The records →
----

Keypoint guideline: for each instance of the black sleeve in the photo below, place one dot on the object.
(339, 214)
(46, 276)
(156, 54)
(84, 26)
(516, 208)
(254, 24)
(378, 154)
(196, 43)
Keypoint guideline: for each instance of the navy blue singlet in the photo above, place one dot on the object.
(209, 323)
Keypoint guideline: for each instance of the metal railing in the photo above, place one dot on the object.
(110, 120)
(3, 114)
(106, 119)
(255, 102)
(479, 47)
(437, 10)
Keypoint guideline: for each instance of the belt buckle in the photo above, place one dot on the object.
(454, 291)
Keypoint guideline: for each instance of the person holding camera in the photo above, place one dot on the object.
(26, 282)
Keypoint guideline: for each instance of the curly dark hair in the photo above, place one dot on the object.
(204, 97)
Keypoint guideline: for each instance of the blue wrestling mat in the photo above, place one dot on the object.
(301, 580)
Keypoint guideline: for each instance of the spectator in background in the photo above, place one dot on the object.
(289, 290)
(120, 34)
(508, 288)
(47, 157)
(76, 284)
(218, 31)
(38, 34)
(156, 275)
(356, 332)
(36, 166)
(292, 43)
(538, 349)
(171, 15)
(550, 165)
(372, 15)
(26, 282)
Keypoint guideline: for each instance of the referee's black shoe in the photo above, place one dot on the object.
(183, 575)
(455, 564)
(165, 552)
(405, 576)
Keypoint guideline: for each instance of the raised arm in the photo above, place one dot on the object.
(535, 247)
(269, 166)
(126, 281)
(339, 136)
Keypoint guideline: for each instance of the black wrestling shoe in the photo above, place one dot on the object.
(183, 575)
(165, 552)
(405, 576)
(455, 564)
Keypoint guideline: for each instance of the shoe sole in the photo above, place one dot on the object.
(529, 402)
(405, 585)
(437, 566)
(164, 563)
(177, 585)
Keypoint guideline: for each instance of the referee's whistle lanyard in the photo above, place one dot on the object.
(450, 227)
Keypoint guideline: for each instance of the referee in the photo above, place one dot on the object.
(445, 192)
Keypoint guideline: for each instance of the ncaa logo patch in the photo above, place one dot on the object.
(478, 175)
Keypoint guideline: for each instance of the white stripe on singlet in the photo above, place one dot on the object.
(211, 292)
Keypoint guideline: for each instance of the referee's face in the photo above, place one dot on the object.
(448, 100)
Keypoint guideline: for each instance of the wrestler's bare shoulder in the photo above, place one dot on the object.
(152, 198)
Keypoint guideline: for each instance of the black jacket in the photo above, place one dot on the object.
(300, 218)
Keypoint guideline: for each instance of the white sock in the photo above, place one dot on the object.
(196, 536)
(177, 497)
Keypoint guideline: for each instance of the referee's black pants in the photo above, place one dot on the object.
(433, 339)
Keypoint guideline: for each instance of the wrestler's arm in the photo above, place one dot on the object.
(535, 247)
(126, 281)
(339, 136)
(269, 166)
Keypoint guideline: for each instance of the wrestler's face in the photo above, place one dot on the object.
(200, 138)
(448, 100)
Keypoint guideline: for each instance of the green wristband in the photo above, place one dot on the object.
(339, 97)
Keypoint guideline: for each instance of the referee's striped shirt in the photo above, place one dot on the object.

----

Description of the task → Word for word, transcribe the complete listing.

Exercise answer →
Keypoint guideline: for each instance of the black sleeve in the photo below, place one dot on the object.
(339, 214)
(46, 276)
(156, 54)
(84, 26)
(516, 208)
(254, 24)
(378, 154)
(196, 43)
Keypoint guideline: for each instance of the navy blue singlet in the photo above, place one dot on the object.
(209, 323)
Keypoint guideline: for each instance of the metal railing in the photo above, place one dot on the object.
(110, 120)
(3, 114)
(106, 119)
(255, 102)
(479, 47)
(437, 10)
Keypoint guideline: for each instance of the belt buckle in the photo above, place one dot on the object.
(454, 291)
Keypoint guideline: for each instance of the person holding camera in the photo above, place one dot on the object.
(26, 282)
Keypoint guideline: for each instance of the curly dark hair in the photo above, place one dot on the object.
(204, 97)
Keypoint guideline: for each instance of the blue wrestling mat in the photo above, place one dot on the object.
(301, 580)
Keypoint guideline: for each instance of the spectator in background in the photo above, place one dot on the object.
(289, 290)
(120, 34)
(508, 288)
(47, 157)
(76, 284)
(218, 31)
(38, 34)
(156, 275)
(356, 332)
(36, 166)
(292, 43)
(538, 349)
(171, 15)
(550, 165)
(372, 15)
(26, 282)
Keypoint guideline: for each instance of the referee's black shoe in the photo above, place one dot on the object.
(183, 575)
(455, 564)
(165, 552)
(405, 576)
Keypoint guideline: for each instance of the raised arm in the photo above, place one dot on the object.
(535, 247)
(269, 166)
(126, 281)
(339, 136)
Keypoint guideline: for each instance of the black wrestling shoe in the photo above, place one dot on the object.
(183, 575)
(165, 552)
(405, 576)
(455, 564)
Keypoint guideline: for each instance of the shoe sole in the photo above, place one dot on the object.
(529, 402)
(405, 585)
(437, 566)
(164, 563)
(177, 585)
Keypoint guideline: for each instance of the referee's whistle lanyard in the photo above, place one dot on the object.
(450, 227)
Keypoint guideline: for each instance of the referee in the photo above, place one dot on the object.
(445, 192)
Keypoint guideline: for each instance of the ncaa logo patch in the photo above, place one dot on the object.
(478, 175)
Keypoint guideline: for each instance of the white stripe on singlet in the photo above, place one dot on the object.
(211, 292)
Keypoint guideline: for each instance of the referee's face in the photo above, place one dot on the object.
(448, 100)
Keypoint guideline: for each instance of the wrestler's bare shoulder in the photo above, place one dot on the object.
(152, 198)
Keypoint guideline: for each instance of the black jacket in the photo above, place one dot on the object.
(300, 218)
Keypoint guideline: for each instance of the white sock in the photo above, place one dot on the object.
(196, 536)
(177, 497)
Keypoint guideline: for each instance of the referee's black pants in the photo above, place one dot on the object.
(433, 339)
Keypoint guideline: for each instance of the wrestler's arm in the photo above, place one dot on the object.
(535, 247)
(126, 281)
(339, 136)
(269, 166)
Keypoint guideline: for each instance of the wrestler's face in the photo above, place one dot on the object.
(200, 138)
(448, 100)
Keypoint guideline: for each instance of the green wristband in the photo above, place one dot on the object.
(339, 97)
Keypoint guideline: for each instance of the referee's striped shirt in the photo above, place one dot on the object.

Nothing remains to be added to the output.